### PROBLEM
Quote the data below verbatim, line for line.

□ □ □

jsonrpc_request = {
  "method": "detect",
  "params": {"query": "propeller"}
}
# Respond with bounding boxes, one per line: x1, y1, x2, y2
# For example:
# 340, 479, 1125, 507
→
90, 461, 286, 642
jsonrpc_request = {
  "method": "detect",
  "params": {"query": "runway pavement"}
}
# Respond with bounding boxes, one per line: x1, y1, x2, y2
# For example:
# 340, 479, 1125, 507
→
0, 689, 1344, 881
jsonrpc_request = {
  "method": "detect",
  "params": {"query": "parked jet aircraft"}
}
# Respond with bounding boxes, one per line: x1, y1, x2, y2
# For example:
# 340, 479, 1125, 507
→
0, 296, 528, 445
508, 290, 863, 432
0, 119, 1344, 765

□ □ □

### CORRECT OUTPUT
jsonrpc_request = {
  "method": "detect",
  "params": {"query": "propeller"}
}
# Respond with bounding boxes, one per line: x1, y1, x2, y2
# For example:
# 340, 479, 1125, 507
→
90, 461, 286, 642
jsonrpc_request = {
  "method": "detect",
  "params": {"query": "runway pavement"}
}
# Respond with bounding boxes, one per line: x1, y1, x2, y2
# For example:
# 340, 479, 1125, 507
→
0, 689, 1344, 881
jsonrpc_request = {
  "method": "detect",
  "params": {"query": "parked jet aircraft"}
}
# Respond with bounding boxes, one per line: x1, y1, x2, y2
# For example:
# 340, 479, 1125, 507
→
0, 296, 528, 445
508, 290, 863, 432
0, 119, 1344, 765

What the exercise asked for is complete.